**Supplied passage**

I think what you are looking for is an input step between stages. Whether Jenkins happened to be restarted in the middle of the build is not relevant to that.
Not really. While the build is running normally, we don't want anyone to have to confirm proceeding to the next step.
It's only when the build is interrupted by a restart that we don't want it to automatically continue. Whenever Jenkins goes down, it's generally a larger failure with a variable amount of time before service is restored. We can't guarantee that the person watching it will be there when Jenkins comes back without making the normal case worse.
jglick, I am aware that resuming build is one of the core features of pipeline and that you would very much like it to work by default, however from my experience most of the plugins do not properly support resuming the build (i.e. they have bugs, not that they do not deliberately support it). After restarting the Jenkins (mostly due to plugin updates), I've seen jobs resuming without taking any executors, jobs taking an executor and just waiting something to happen (which never happens, i.e. waiting is infinite), jobs which do the same thing (that was already done) after being resumed, plugins failing to parse XML test reports after being "resumed" in the middle of the process, jobs that were restarted during perfoming network operations inside shell script which were frozen after resume and could not be stopped in any way (neither with stop nor with kill - we had to manually remove the job from database while jenkins was offline to stop this job from resuming), ...
Please be aware that jenkins is also used by software developers that do not develop in Java (which is natively supported by jenkins) and that we do some very weird things in our build scripts to support behaviour and flexibility we need (for example, in my case I need to clone repository on SSD, while one of its submodules must be cloned on rotational disk - such a use case will never be supported by default jenkins scm plugins and I must therefore write my on build script which does that, and improper/buggy resuming of such a script usually makes the executor wait indefinitely for something which never happens, so I must manually kill the build (yes, kill, because stop is also ignored)).
For such proper supporting such use cases, there are two ways - either add support in every plugin for every use case (no matter how weird it is) and make it correctly work in all cases, including bug-free resuming build on multi-node heterogenous system - which is nearly impossible, or simply add this simple checkbox saying "disable resuming of build" which will either prevent jenkins to be restarted while build is ongoing (behaviour of freestyle job), or simply fail the build. Yes, failing the build is not technically correct, but it is exactly what is currently happening for us, except after resuming, a engineer needs to log into the jenkins and manually kill the zombie build which only waits and never properly resumes.
jobs that were restarted during perfoming network operations inside shell script which were frozen after resume and could not be stopped in any way
If this is reproducible somehow I would consider it a high-priority bug to be fixed. Ditto for the other scenarios, unless they are limited to usage of some particular plugin.
simply add this simple checkbox
Adding a checkbox is of course simple. Making it do what you request is not necessarily simple and would require significant study. CpsThreadGroup.saveProgram can easily be suppressed (possibly the CPS transform could even be disabled), and WorkflowRun.onLoad could easily be made to fail a build which had not terminated cleanly, and CpsFlowExecution.blocksRestart could be made to unconditionally return true. But then you will still get unreleased workspace locks and the like. Possibly there is some way a Terminator could throw ThreadDeath into the Groovy call stack to try to unwind blocks cleanly.

**Material provided**
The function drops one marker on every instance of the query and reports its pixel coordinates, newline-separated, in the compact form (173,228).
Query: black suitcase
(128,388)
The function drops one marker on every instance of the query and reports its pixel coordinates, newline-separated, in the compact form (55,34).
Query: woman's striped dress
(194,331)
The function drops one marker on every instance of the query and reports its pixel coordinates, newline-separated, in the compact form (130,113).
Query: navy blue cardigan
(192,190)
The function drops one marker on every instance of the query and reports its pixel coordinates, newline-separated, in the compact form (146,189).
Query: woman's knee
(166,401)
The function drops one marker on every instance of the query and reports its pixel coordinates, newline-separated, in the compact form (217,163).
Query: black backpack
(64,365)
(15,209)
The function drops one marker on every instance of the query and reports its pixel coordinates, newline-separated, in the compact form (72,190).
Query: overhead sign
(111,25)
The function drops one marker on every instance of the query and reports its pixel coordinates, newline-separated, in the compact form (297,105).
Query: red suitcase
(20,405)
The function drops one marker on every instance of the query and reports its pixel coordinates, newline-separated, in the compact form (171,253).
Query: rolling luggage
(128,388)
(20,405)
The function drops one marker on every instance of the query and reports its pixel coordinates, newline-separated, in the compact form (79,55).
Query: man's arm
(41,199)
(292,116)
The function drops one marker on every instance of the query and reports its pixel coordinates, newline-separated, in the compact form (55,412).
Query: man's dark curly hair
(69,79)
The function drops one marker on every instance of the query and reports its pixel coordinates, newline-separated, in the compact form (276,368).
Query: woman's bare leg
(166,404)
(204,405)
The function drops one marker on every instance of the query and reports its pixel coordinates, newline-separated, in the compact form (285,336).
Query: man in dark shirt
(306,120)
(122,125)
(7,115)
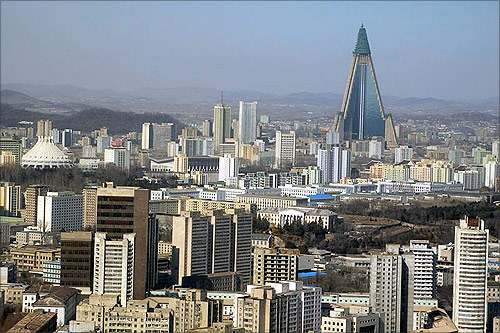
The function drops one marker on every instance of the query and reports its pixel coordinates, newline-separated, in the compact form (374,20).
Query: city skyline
(152,50)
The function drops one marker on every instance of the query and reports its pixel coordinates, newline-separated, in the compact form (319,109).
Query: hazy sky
(426,49)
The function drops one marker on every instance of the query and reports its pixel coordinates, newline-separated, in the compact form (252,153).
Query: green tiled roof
(362,46)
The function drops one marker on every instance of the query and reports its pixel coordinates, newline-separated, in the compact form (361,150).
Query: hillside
(87,120)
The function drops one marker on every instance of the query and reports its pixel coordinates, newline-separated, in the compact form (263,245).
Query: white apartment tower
(285,148)
(248,122)
(114,266)
(470,275)
(403,153)
(58,211)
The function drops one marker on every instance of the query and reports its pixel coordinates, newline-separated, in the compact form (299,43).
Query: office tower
(425,275)
(285,148)
(124,210)
(279,307)
(334,164)
(13,146)
(31,201)
(470,275)
(59,211)
(118,156)
(114,271)
(403,153)
(229,167)
(43,128)
(222,124)
(495,148)
(362,115)
(67,137)
(274,265)
(77,259)
(10,199)
(103,142)
(375,149)
(248,122)
(391,290)
(207,128)
(215,242)
(89,207)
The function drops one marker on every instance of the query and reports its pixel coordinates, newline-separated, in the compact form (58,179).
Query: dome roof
(45,154)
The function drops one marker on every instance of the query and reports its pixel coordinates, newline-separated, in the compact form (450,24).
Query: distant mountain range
(87,120)
(195,101)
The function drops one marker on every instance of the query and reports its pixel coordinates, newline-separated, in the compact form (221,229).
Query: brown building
(125,210)
(35,322)
(31,201)
(89,207)
(77,259)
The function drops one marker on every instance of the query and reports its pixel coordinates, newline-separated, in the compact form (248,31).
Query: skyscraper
(248,122)
(362,115)
(222,124)
(470,275)
(285,148)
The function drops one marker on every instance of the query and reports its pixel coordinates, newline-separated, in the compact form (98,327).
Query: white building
(470,275)
(281,216)
(334,163)
(403,153)
(375,149)
(119,156)
(248,122)
(285,148)
(58,211)
(228,167)
(114,266)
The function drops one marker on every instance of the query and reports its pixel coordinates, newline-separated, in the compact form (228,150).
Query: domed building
(45,155)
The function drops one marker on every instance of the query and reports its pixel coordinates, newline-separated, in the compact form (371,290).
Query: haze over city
(444,50)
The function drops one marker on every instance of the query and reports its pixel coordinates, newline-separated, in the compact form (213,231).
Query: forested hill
(87,120)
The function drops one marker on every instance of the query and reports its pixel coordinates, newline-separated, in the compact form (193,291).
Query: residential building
(470,275)
(10,199)
(274,265)
(248,122)
(31,201)
(59,211)
(362,115)
(77,259)
(285,148)
(129,206)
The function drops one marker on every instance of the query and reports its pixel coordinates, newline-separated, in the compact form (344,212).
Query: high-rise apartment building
(31,201)
(247,122)
(59,211)
(334,164)
(44,128)
(470,275)
(362,116)
(157,135)
(215,242)
(77,259)
(119,156)
(279,307)
(222,124)
(13,146)
(274,265)
(403,153)
(207,128)
(124,210)
(114,266)
(391,290)
(229,167)
(89,207)
(285,148)
(10,199)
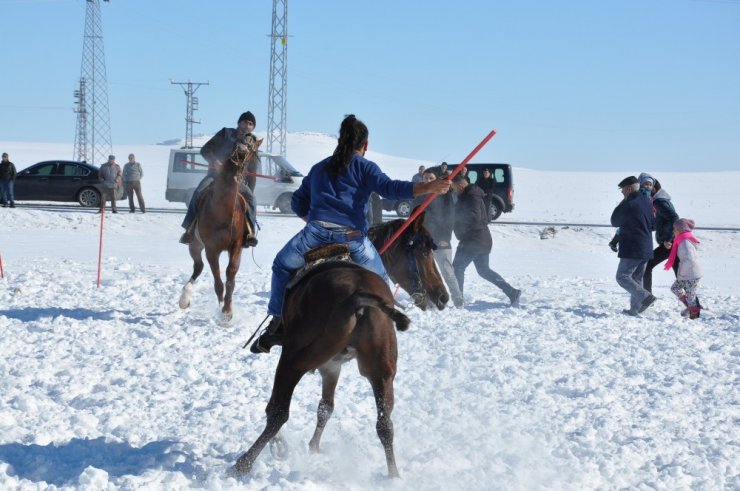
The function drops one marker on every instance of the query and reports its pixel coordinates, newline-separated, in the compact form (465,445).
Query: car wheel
(283,203)
(495,210)
(89,197)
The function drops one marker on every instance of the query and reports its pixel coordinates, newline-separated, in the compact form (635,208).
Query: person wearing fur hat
(634,218)
(665,217)
(216,151)
(690,269)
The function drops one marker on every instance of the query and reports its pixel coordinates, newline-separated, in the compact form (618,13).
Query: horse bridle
(419,239)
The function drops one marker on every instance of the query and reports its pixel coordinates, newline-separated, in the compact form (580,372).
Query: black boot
(271,336)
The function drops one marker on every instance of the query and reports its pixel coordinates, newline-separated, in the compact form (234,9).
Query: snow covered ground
(116,388)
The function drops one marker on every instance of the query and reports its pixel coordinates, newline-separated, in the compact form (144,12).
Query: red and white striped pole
(100,245)
(419,209)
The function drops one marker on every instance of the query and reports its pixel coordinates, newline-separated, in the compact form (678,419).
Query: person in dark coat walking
(486,183)
(634,217)
(7,182)
(665,217)
(439,218)
(217,150)
(475,241)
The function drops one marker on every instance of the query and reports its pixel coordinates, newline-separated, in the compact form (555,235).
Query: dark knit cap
(627,181)
(247,116)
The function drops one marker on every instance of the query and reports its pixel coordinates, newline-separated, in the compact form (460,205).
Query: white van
(276,178)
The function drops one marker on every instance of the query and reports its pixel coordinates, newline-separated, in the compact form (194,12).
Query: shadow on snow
(63,464)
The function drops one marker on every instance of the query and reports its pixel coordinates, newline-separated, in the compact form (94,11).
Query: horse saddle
(318,256)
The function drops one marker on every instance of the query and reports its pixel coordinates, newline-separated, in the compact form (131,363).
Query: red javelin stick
(100,245)
(431,197)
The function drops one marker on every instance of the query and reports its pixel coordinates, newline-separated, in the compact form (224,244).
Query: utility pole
(92,138)
(81,130)
(191,106)
(277,100)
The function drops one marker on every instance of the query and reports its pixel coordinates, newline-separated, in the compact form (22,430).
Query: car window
(42,170)
(191,162)
(73,170)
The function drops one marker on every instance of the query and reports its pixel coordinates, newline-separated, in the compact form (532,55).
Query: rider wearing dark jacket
(216,151)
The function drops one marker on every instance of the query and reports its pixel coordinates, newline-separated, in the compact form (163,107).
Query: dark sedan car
(60,180)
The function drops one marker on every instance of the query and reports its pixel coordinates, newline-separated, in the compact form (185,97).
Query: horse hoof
(187,292)
(279,448)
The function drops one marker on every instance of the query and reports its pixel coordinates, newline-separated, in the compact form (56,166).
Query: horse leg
(218,284)
(195,250)
(278,411)
(235,256)
(329,378)
(376,358)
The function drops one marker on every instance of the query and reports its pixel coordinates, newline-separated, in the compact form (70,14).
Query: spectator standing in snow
(132,174)
(7,182)
(665,217)
(439,218)
(690,270)
(634,217)
(471,229)
(486,183)
(110,177)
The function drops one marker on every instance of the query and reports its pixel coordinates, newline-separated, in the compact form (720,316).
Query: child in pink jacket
(690,269)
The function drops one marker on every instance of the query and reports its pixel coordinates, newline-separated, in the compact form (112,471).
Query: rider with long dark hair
(333,201)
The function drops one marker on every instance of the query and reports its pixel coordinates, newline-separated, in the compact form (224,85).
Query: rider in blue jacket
(333,201)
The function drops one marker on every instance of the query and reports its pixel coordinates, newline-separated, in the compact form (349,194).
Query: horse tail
(401,321)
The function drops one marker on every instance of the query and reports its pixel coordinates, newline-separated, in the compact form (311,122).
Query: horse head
(410,262)
(243,152)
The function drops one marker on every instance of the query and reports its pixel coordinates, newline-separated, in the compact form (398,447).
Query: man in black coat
(471,229)
(7,182)
(634,217)
(439,218)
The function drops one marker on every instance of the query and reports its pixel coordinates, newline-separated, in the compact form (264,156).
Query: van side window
(190,163)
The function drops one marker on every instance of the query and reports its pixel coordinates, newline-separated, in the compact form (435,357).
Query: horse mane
(380,234)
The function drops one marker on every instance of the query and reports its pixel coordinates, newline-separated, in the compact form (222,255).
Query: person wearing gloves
(665,217)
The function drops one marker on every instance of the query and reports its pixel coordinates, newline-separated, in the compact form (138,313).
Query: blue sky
(569,85)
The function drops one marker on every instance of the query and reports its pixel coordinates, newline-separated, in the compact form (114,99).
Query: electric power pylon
(92,138)
(191,105)
(277,100)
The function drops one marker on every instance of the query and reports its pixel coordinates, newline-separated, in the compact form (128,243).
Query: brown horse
(339,311)
(220,227)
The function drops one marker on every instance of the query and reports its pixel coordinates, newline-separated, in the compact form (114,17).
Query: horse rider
(217,150)
(333,201)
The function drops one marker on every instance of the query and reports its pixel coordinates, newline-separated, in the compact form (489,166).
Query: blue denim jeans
(290,258)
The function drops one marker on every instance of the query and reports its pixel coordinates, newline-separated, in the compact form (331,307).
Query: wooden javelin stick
(430,198)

**Problem statement**
Carry the Jenkins build-resume thread forward from its final sentence. The rows have nothing to do with the thread on Jenkins resuming builds after a restart.

**Response to this task**
jglick, unfortunately the bug is not deterministic - usually after restart jobs just hang, but can be killed (with kill of course, rarely works with stop).
The shell script which hanged in a way that after resume job could not be killed at all is this:
sh "curl -s -X POST https://bitbucket.org/site/oauth2/access_token -u \"${getBitbucketOAuthKey()}:${getBitbucketOAuthSecret()}\" -d grant_type=client_credentials | jsawk 'return this.access_token' | tr -d \"\\n\" > accessToken.txt"
Script obtains access token for BitBucket API so it can be used later for notifying commit statuses and approving pull request - something that bitbucket branch source plugin does not support (later they added support for that, but it is not configurable to give flexibility we need). I cannot guarantee you that this will trigger the bug, since this shell script is executed for every build we have and only 3 jobs (out of dozens daily) have been executing this script at the time of jenkins restart, which caused them to lock in a way that even kill didn't work.
However, it would be better to just fix resuming of jobs - since the original bug report, I have seen much improvements in this field (unix shell scripts now rarely hang after resume, but windows batch script almost always do). As I said, the most problematic are windows batch scripts running cmake-base build of visual studio c++ projects (cmake is used to create visual studio solution and then 'cmake --build . --config Release .' is used to invoke MSBuild builder to build the project). When restart is triggered (on master node, which is linux box) while this build is executing on windows slave, first this batch script is terminated (I guess with some kind of interrupt signal) which causes MSVC to report build as failed (MSVC reports cancelled builds as failures) and after restart this batch script is resumed, but instead of either new build with MSBuild or new call to entire batch script (which should build the project correctly) or continuing with next batch script which is followed after the one which performs the build (which actually collects test results and stashes them so later master node can utilize XUnit publisher plugin to publish test results), the job simply hangs and does nothing indefinitely (until someone logs in and kills it, because stop command is also ignored).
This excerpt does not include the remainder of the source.